──────── LISTED RECORDS ────────
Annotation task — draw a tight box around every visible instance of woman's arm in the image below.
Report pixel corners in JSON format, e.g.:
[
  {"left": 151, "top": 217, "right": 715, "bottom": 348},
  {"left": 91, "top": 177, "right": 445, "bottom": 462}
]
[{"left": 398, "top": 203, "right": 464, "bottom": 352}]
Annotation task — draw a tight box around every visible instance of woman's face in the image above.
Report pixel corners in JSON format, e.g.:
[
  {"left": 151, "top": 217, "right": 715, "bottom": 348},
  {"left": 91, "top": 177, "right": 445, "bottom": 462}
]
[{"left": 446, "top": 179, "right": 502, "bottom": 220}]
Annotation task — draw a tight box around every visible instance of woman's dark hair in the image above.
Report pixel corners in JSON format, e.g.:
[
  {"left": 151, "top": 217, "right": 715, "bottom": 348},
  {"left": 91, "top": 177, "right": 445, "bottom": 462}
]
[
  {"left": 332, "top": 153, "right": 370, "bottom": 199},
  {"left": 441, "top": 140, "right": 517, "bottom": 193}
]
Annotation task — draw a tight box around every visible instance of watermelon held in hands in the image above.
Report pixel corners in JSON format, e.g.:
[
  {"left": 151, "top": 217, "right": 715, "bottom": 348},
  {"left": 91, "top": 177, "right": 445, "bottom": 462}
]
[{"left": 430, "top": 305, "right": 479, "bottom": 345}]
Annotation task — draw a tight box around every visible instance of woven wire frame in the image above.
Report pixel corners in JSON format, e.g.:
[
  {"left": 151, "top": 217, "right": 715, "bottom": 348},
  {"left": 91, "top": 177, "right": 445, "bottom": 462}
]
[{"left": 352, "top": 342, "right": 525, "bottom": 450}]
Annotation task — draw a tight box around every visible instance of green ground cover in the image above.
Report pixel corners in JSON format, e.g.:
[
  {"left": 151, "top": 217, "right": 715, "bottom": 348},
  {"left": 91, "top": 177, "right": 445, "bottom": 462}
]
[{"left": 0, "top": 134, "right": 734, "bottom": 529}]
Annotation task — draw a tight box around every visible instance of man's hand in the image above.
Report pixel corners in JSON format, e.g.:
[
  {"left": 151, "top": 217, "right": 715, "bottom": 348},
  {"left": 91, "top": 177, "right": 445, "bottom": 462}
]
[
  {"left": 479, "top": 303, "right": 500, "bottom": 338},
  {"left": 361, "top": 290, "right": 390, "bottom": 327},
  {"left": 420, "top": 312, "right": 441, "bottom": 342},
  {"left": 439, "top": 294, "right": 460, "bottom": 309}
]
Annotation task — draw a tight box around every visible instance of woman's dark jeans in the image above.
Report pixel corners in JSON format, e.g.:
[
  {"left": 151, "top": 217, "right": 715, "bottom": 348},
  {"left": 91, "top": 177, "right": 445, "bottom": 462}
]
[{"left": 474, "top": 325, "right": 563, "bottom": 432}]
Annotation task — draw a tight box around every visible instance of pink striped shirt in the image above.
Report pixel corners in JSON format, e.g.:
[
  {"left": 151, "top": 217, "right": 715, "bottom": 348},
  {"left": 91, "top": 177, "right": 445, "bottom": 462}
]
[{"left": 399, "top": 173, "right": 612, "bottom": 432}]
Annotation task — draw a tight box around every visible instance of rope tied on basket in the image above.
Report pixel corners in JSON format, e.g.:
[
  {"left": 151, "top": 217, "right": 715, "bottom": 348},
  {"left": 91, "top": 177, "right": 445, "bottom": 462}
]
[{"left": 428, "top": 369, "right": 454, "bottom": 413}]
────────
# STATED GOAL
Please recast the lines from the one containing "basket in the image above." through the last line above as a Markdown table with the columns "Row" and "Line". Number each row and omit any blank lines.

# OUTPUT FOR THIS EXERCISE
| Row | Line |
|---|---|
| 1 | Annotation task — draw a tight box around every visible instance of rope tied on basket in the image above. |
| 2 | Report pixel corners in JSON format, e.g.: |
| 3 | [ |
| 4 |   {"left": 151, "top": 217, "right": 715, "bottom": 348}, |
| 5 |   {"left": 91, "top": 177, "right": 445, "bottom": 462} |
| 6 | ] |
| 7 | [{"left": 428, "top": 369, "right": 454, "bottom": 413}] |